### [SELECTION]

^^^^^^^^^^^^^^^^

20 Years a Veghead

I love almost all animals, with a few notable exclusions, all of which are in the phylum arthropoda:

  • Aggressive biting or stinging insects, including but not limited to fleas, mosquitoes, ticks, and yellow jackets.
  • Swarming insects that make life difficult, including but not limited to fruit flies, termites, stink bugs, and pantry moths.

Otherwise I am an animal lover. I go out of my way to help animals and avoid killing them whenever possible. This is partly because I believe in karma, and partly because I believe if you reduce a little bit of suffering in the world, you help change things for the better. So far, I’d say the karma thing has worked to my advantage.

Last month was my 20-year vegetarian anniversary. People often ask me why I am vegetarian. I didn’t become a vegetarian for either altruistic or health reasons – I did it because I realized I didn’t like beef and I wondered if I could cut out other meats as well. I did it for a day, then a week, then a month. And then I realized I had become a vegetarian. I think this method of becoming vegetarian worked out well for those around me, because I never had a “militant vegetarian” phase – I have always been a live and let live vegetarian, meaning that I believe we each make our own dietary and life choices, and it’s not my place to judge or preach.

^^^^^^^^^^^^^^^^

### [Listing of labeled points]
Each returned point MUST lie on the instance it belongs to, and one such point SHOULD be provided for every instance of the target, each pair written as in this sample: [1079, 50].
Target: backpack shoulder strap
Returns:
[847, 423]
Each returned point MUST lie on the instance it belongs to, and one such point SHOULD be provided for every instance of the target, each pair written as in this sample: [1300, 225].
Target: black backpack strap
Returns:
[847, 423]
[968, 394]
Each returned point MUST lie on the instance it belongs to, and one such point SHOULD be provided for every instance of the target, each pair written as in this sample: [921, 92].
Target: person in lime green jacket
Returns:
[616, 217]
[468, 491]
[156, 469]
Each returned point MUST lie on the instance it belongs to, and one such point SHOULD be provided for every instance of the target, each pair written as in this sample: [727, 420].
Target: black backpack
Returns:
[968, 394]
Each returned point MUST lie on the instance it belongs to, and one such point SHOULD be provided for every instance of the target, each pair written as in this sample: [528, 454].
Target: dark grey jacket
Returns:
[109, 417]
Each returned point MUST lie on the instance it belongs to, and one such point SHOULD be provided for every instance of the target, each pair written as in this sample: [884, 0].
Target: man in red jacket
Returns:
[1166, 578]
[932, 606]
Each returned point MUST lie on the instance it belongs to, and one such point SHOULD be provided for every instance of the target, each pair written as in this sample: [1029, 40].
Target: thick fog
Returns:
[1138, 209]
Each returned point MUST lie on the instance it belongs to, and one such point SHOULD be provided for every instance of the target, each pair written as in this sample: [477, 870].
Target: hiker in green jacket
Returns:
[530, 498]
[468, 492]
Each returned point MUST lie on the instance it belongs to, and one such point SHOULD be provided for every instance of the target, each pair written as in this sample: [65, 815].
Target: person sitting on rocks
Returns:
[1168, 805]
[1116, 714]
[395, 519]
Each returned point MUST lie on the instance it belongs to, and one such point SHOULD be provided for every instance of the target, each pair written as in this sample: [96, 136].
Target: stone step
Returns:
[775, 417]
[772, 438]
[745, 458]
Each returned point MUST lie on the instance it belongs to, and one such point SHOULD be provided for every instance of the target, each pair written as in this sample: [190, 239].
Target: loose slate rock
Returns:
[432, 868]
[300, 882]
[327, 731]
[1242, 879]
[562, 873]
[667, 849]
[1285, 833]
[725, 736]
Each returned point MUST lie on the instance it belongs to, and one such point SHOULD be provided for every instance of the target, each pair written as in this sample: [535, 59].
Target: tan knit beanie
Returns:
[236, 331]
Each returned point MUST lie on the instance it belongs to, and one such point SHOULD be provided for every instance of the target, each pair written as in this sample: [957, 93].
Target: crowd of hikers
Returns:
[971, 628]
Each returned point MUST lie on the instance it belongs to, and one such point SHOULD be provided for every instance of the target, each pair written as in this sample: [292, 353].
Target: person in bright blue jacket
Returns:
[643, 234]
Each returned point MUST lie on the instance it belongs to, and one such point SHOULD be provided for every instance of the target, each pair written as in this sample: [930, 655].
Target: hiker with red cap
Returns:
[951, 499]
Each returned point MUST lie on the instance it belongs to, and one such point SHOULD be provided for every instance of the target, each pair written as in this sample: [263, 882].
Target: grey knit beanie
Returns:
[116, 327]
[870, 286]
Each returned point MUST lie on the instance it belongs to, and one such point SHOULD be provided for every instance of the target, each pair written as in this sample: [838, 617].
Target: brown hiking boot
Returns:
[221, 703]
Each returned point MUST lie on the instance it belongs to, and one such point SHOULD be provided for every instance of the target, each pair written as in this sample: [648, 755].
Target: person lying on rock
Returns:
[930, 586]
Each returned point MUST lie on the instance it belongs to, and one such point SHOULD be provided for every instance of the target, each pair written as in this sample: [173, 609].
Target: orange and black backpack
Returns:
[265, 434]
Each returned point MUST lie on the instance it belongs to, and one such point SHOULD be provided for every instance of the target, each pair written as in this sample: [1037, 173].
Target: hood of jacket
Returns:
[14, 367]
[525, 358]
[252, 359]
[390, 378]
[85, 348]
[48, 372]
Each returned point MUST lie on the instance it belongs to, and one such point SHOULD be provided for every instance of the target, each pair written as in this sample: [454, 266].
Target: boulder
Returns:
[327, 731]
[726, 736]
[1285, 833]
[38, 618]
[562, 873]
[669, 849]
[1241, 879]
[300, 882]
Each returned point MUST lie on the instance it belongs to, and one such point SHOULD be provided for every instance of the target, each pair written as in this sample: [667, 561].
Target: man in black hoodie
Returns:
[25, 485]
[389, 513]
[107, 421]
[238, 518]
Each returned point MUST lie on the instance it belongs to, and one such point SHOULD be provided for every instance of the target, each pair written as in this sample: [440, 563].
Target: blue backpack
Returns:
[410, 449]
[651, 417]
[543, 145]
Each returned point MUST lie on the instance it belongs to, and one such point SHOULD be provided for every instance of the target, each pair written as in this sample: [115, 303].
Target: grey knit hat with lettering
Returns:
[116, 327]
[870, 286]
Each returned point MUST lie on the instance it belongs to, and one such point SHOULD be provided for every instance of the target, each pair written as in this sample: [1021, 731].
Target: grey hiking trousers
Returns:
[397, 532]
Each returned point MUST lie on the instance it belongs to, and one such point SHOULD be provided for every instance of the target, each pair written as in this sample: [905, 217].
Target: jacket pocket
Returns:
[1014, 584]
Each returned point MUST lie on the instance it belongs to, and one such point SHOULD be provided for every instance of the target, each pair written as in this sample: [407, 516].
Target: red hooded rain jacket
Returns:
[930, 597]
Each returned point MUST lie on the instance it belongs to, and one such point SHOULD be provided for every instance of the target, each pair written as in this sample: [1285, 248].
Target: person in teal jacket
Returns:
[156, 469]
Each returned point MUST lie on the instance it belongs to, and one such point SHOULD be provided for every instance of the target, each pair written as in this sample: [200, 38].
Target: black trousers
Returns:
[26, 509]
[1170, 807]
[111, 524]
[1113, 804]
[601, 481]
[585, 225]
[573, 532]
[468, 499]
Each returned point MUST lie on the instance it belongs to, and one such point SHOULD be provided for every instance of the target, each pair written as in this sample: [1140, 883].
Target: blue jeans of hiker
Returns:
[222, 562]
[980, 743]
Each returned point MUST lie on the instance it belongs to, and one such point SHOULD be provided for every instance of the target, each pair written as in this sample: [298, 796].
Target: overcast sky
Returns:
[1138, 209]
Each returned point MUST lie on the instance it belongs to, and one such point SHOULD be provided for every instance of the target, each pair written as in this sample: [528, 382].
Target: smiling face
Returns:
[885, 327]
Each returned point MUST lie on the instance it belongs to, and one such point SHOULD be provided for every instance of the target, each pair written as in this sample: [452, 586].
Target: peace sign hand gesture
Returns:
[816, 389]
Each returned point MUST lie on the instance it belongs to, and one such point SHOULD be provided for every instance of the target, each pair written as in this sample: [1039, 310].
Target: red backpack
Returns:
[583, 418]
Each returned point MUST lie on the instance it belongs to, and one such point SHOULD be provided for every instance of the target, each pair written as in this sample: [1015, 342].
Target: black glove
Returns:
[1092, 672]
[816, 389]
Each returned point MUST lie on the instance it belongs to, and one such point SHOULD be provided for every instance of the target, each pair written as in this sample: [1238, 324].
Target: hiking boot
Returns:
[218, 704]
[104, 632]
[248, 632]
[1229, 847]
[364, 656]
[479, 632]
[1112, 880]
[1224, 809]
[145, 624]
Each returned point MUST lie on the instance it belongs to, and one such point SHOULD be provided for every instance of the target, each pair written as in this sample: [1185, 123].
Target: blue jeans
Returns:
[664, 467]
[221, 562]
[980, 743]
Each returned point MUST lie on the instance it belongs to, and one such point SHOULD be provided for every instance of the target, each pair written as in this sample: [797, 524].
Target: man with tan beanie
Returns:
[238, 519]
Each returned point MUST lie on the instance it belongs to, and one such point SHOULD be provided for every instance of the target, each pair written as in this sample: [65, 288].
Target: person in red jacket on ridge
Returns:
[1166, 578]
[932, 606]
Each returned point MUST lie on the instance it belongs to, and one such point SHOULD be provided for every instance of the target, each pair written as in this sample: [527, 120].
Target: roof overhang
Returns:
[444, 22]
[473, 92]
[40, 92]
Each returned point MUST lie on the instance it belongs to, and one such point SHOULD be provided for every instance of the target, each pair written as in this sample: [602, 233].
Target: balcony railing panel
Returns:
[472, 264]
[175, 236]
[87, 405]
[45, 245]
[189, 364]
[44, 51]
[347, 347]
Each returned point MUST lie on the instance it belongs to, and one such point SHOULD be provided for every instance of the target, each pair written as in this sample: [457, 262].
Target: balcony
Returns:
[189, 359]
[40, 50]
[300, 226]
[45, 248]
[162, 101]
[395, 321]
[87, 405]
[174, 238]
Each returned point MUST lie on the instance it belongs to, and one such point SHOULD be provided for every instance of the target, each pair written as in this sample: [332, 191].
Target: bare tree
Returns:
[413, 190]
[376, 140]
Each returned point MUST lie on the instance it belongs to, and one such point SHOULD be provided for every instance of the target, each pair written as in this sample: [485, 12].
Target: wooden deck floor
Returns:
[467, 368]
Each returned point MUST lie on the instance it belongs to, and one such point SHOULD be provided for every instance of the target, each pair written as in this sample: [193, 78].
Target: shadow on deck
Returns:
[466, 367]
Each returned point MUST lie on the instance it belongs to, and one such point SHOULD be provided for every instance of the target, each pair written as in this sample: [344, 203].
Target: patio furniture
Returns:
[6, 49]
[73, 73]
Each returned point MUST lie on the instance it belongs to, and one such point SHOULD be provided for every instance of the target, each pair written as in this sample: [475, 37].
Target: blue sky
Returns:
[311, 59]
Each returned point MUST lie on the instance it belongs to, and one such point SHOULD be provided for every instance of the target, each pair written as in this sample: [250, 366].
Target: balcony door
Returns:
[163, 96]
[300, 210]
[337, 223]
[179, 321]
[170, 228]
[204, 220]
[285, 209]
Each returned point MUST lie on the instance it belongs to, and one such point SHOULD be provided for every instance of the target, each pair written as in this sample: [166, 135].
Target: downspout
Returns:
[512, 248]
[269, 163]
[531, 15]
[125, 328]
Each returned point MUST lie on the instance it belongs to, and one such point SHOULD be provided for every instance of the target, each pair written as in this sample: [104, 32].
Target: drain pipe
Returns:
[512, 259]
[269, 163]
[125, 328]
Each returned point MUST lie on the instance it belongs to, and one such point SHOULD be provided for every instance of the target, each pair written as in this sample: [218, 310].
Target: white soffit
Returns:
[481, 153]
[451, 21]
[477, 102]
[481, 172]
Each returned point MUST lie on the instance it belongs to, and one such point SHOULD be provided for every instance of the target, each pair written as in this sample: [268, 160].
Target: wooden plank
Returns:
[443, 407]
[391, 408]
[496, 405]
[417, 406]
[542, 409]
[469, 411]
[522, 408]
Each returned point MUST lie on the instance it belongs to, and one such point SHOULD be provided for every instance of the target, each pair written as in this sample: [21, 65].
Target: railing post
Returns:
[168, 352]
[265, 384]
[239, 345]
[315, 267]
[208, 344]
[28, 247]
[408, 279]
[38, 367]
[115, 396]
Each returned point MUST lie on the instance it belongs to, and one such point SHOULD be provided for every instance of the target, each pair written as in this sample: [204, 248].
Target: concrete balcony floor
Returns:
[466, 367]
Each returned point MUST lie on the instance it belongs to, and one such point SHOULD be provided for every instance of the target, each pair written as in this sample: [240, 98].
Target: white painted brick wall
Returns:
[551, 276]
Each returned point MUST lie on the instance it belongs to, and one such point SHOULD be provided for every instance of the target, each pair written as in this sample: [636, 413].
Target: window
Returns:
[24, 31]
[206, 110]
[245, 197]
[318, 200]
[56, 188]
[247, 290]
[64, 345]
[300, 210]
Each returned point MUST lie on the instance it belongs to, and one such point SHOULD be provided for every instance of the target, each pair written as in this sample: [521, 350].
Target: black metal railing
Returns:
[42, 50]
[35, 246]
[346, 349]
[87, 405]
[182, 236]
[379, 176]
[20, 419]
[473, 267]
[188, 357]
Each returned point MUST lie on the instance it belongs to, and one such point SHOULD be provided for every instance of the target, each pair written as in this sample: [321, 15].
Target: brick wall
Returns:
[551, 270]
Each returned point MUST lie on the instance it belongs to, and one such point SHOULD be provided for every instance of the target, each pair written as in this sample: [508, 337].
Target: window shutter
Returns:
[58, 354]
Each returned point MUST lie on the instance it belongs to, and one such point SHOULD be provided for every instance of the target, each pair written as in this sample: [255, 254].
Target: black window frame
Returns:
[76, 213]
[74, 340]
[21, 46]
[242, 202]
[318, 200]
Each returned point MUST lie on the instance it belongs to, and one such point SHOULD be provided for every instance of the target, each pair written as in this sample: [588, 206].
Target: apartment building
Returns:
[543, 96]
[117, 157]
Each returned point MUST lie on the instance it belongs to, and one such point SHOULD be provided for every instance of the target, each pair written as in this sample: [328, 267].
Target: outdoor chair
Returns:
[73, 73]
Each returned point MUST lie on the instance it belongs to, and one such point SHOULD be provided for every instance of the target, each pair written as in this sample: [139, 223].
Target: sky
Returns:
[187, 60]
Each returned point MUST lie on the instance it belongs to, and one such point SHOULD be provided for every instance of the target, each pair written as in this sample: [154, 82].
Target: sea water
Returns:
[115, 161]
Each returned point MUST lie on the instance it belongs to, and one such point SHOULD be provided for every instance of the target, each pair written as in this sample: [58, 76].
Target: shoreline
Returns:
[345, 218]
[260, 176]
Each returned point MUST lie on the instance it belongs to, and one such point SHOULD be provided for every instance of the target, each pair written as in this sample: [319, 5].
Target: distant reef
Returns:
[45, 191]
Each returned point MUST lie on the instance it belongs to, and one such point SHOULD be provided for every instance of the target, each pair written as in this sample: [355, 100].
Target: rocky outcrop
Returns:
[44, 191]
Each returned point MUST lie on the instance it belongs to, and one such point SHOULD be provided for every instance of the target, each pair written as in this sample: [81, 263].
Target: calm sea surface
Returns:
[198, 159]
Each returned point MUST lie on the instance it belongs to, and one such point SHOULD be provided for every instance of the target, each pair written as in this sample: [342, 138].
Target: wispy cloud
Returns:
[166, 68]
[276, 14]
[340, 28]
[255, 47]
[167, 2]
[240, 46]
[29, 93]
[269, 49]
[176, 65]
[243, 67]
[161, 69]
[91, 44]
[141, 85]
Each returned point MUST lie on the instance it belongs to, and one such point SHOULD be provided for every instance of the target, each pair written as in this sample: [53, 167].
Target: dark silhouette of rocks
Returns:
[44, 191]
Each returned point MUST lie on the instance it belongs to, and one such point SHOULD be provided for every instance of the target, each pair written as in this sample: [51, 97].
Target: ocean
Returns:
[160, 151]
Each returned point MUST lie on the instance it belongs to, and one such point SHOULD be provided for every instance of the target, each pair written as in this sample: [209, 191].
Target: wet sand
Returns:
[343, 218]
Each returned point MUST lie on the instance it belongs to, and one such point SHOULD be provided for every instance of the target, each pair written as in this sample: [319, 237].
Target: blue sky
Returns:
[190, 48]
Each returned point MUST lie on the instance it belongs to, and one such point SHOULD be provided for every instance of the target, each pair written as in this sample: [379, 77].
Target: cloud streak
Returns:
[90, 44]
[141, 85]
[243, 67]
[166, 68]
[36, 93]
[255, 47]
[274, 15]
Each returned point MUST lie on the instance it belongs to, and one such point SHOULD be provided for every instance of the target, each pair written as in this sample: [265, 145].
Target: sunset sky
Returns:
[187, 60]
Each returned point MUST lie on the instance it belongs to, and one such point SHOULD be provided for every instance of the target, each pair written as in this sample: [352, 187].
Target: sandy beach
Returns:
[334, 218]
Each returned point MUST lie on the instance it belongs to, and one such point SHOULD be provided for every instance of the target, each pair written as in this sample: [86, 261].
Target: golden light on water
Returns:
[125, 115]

^^^^^^^^^^^^^^^^

### [TASK TO COMPLETE]
Switch "beef" to "pork" in the post, and write out the passage that begins at the words "Last month was" and stops after "judge or preach.". The listing comes from a different source than the post.

### [RESPONSE TO THE EXERCISE]
Last month was my 20-year vegetarian anniversary. People often ask me why I am vegetarian. I didn’t become a vegetarian for either altruistic or health reasons – I did it because I realized I didn’t like pork and I wondered if I could cut out other meats as well. I did it for a day, then a week, then a month. And then I realized I had become a vegetarian. I think this method of becoming vegetarian worked out well for those around me, because I never had a “militant vegetarian” phase – I have always been a live and let live vegetarian, meaning that I believe we each make our own dietary and life choices, and it’s not my place to judge or preach.